[RECORDS PROVIDED Boundary: Start]
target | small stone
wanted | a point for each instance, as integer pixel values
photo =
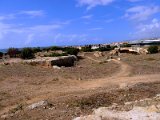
(38, 104)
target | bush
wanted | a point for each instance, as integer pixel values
(87, 48)
(56, 55)
(53, 48)
(107, 48)
(1, 54)
(13, 52)
(71, 51)
(126, 45)
(27, 53)
(153, 49)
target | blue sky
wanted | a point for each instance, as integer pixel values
(75, 22)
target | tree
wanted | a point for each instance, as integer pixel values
(27, 53)
(13, 52)
(153, 49)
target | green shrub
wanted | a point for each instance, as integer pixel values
(107, 48)
(13, 52)
(125, 45)
(36, 49)
(71, 51)
(53, 48)
(56, 55)
(27, 53)
(153, 49)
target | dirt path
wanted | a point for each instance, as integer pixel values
(122, 77)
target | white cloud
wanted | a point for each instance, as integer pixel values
(135, 0)
(7, 17)
(141, 13)
(151, 29)
(33, 13)
(97, 28)
(92, 3)
(87, 17)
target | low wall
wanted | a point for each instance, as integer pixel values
(66, 61)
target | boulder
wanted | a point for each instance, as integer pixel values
(38, 104)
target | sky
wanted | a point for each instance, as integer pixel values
(32, 23)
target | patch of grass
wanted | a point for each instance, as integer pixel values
(17, 108)
(150, 59)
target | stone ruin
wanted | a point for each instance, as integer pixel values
(66, 61)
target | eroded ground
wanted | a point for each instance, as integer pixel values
(75, 91)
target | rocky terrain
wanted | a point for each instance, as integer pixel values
(121, 88)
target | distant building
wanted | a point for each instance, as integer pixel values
(146, 42)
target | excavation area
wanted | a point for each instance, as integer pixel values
(89, 90)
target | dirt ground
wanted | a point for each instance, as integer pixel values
(75, 91)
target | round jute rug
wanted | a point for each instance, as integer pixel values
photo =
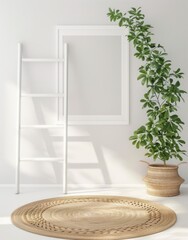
(93, 217)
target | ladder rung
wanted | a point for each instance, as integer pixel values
(48, 60)
(41, 95)
(42, 126)
(36, 159)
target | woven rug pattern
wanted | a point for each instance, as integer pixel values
(93, 217)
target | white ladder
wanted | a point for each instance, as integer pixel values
(59, 96)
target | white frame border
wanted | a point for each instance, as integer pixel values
(123, 118)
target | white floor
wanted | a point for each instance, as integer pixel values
(10, 201)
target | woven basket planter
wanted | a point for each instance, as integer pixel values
(163, 180)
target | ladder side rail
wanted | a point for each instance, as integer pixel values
(19, 82)
(65, 110)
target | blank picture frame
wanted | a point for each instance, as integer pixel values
(98, 74)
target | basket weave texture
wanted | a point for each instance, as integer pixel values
(93, 217)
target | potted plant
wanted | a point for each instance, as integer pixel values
(160, 135)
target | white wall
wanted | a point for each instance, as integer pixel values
(33, 23)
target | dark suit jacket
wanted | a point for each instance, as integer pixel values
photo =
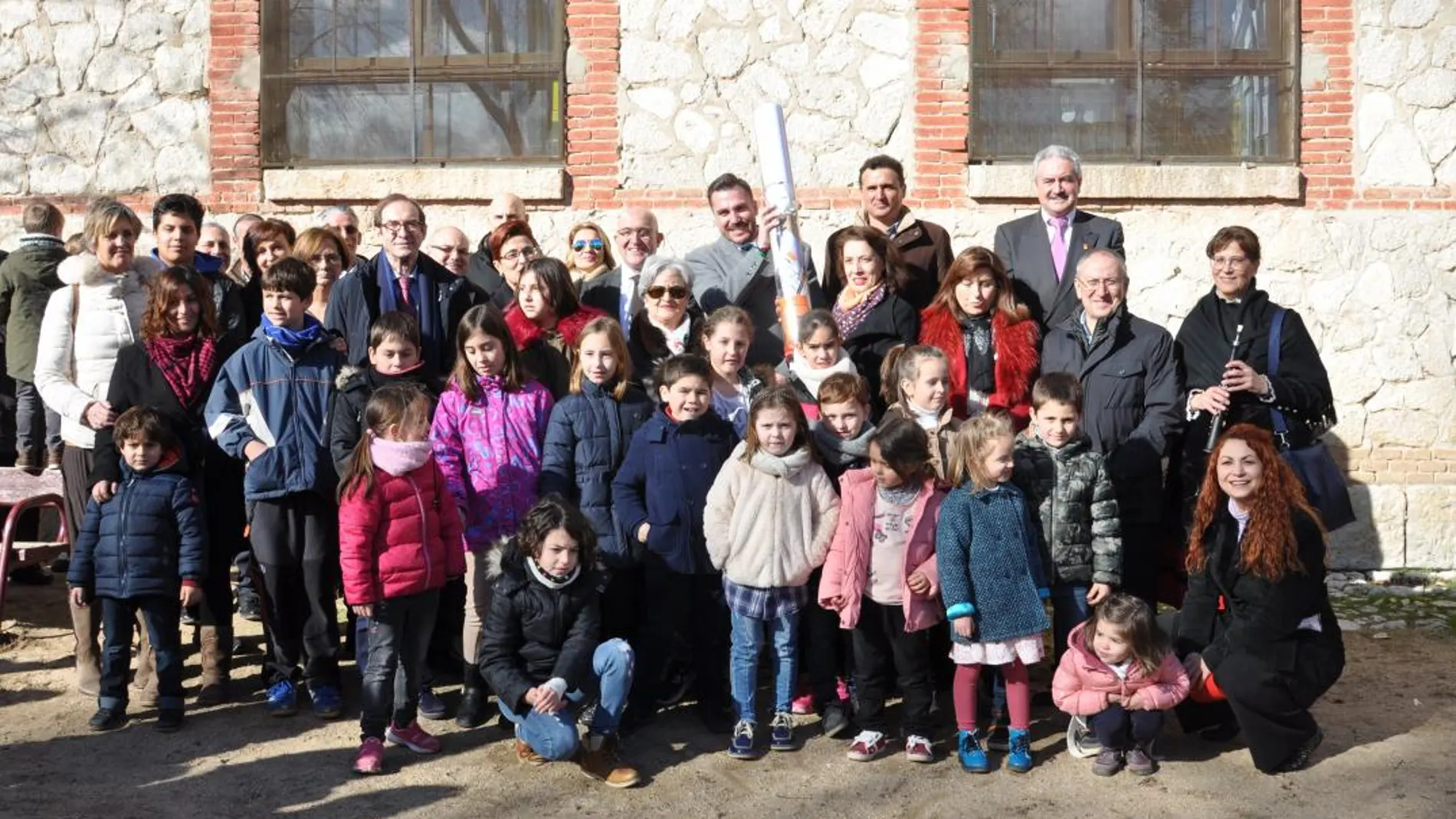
(1022, 244)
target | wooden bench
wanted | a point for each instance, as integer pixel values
(21, 492)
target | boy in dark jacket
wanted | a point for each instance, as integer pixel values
(1067, 485)
(142, 550)
(540, 650)
(658, 495)
(27, 283)
(270, 406)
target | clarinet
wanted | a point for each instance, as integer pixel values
(1216, 425)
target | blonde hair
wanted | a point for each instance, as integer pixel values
(969, 450)
(618, 341)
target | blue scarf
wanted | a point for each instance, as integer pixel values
(294, 341)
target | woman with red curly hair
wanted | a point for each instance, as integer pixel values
(1257, 620)
(986, 336)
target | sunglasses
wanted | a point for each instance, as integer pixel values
(658, 291)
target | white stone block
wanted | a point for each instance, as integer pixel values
(1397, 159)
(114, 70)
(1430, 527)
(1376, 540)
(1414, 14)
(58, 176)
(723, 51)
(883, 32)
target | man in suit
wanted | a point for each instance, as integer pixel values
(618, 293)
(1041, 251)
(925, 247)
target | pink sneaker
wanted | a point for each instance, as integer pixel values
(414, 738)
(370, 760)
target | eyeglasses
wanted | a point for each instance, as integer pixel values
(529, 252)
(677, 293)
(396, 228)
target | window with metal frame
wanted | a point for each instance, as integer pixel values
(424, 82)
(1136, 80)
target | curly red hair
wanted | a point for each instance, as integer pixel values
(1268, 547)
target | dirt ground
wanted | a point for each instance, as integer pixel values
(1389, 726)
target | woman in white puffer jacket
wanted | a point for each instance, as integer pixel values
(87, 323)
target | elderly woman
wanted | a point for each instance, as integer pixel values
(871, 316)
(589, 254)
(87, 323)
(1257, 620)
(670, 322)
(988, 338)
(1232, 385)
(326, 252)
(264, 244)
(172, 372)
(546, 322)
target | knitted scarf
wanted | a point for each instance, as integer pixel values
(189, 364)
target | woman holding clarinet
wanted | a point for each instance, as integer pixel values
(1225, 345)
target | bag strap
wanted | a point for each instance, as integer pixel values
(1276, 333)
[RECORDS PROVIDED Boundary: End]
→ TASK DETAILS
Take the stretch of lines above from the one containing "target | sunglasses" through the one containing "target | pink sneaker" and repeat it exactly, adding no other line.

→ EXERCISE RESULT
target | sunglasses
wanted | a point for each instance, as integer pixel values
(658, 291)
target | white stone block
wanted | a point for each instance, as integer pixel values
(1397, 159)
(114, 70)
(1430, 527)
(1376, 540)
(1414, 14)
(58, 176)
(723, 51)
(883, 32)
target | man in suit
wanted | a point for each instance, as integer pixel values
(618, 293)
(1041, 251)
(925, 247)
target | pink sneaker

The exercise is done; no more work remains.